EXERCISE PROMPT —
Keep the pictures out of the copy and repeat the records exactly.

---------------

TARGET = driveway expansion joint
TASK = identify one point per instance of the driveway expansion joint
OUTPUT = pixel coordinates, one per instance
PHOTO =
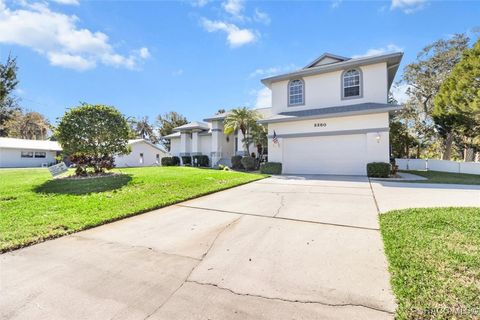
(340, 305)
(280, 218)
(193, 269)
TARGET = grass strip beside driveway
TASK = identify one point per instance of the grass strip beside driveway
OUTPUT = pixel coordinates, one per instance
(434, 260)
(445, 177)
(33, 207)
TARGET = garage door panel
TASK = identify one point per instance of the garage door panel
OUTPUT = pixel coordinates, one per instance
(344, 154)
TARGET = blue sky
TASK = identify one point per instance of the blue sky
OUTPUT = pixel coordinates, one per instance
(194, 57)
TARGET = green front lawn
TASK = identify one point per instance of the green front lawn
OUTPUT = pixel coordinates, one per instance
(34, 207)
(434, 260)
(446, 177)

---------------

REPLY —
TARGET = driveway expansion joint
TASK = identify one point per instance of the driveway expansion joint
OUTPUT = pixel coordinates, one per instance
PHOTO =
(340, 305)
(280, 218)
(193, 269)
TARGET = grass strip beside driveway
TASK = identify one point per instance of the grass strip beside driveway
OUTPUT = pixel coordinates, one per instance
(434, 260)
(445, 177)
(33, 207)
TARGET = garage door panel
TASK = identify one point per instance of the garage door panel
OUTPUT = pixel coordinates, one per instance
(344, 154)
TARGET = blue sky
TASK = identify one point per instance of the blue sky
OUTPUT = pixel coordinates, one per instance
(194, 57)
TARGET = green front lawn
TASK = identify one point per instance of the green front lawn
OUTPUT = pixel coordinates, one per instance
(34, 207)
(434, 260)
(446, 177)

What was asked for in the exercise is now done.